▶ PROBLEM DETAILS: How many lines in the material below contain the string "belt"? Case matters. Reply with the number only.

▶ INFORMATION SUPPLIED:

## begin

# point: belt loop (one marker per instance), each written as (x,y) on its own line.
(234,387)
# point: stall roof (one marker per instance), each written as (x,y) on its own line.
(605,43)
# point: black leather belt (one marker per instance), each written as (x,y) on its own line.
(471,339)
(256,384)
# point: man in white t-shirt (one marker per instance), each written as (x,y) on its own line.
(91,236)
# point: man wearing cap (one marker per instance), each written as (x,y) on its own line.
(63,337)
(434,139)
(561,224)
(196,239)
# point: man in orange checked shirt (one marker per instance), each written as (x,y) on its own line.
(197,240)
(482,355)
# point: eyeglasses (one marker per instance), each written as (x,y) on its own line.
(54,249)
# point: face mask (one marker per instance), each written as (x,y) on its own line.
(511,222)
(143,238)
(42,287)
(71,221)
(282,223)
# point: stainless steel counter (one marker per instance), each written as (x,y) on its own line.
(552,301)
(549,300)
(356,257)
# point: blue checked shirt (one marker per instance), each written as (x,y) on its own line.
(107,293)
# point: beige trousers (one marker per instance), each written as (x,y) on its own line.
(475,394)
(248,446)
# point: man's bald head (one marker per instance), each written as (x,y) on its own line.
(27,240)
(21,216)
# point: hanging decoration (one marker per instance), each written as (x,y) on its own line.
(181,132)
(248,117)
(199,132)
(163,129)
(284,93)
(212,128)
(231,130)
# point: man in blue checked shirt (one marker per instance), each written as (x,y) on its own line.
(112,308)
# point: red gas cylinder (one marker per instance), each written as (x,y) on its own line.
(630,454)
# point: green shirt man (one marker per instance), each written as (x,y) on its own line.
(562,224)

## end
## begin

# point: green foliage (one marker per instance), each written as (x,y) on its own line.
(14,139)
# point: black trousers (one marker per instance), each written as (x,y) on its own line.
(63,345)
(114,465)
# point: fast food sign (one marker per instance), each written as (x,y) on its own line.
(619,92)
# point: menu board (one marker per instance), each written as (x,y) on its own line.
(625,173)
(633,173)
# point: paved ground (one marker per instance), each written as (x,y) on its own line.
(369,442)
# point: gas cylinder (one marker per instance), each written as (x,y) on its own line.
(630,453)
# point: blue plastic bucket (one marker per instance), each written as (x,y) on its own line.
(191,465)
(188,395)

## end
## begin

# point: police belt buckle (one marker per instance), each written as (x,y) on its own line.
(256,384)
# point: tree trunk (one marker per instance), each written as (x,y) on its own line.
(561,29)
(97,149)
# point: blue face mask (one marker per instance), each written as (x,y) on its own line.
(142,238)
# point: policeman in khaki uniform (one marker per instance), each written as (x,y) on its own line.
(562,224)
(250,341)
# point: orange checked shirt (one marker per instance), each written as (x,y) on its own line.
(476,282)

## end

▶ RIGHT ANSWER: 3